• _DATA PROVIDED_:
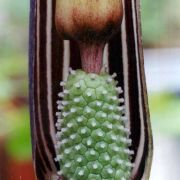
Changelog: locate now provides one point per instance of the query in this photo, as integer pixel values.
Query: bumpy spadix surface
(93, 142)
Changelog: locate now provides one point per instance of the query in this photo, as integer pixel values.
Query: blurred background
(161, 40)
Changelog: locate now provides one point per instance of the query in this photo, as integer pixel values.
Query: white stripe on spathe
(142, 135)
(125, 68)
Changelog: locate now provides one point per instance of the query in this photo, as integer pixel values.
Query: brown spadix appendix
(72, 34)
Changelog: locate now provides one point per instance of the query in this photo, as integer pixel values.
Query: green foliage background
(160, 27)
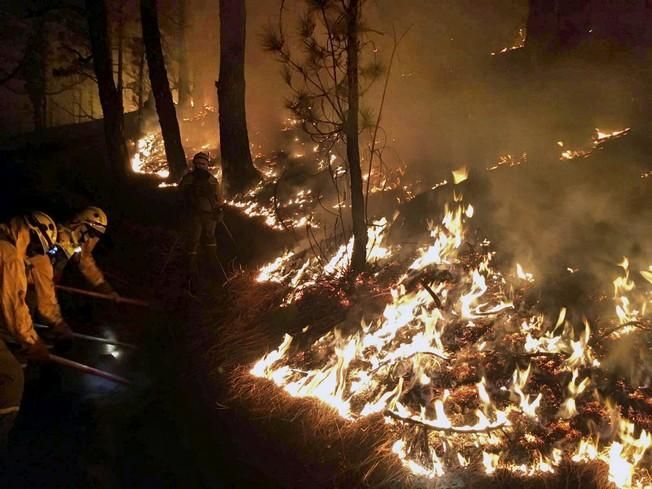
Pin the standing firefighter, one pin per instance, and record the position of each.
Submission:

• _WRITTEN INSTRUCTION_:
Copy exactly the line containing "Pin the standing" and every line after it, ending with the last line of the records above.

• _SOLUTION_:
Pin the standing firefighter, one pin per instance, and record the position of each.
Submission:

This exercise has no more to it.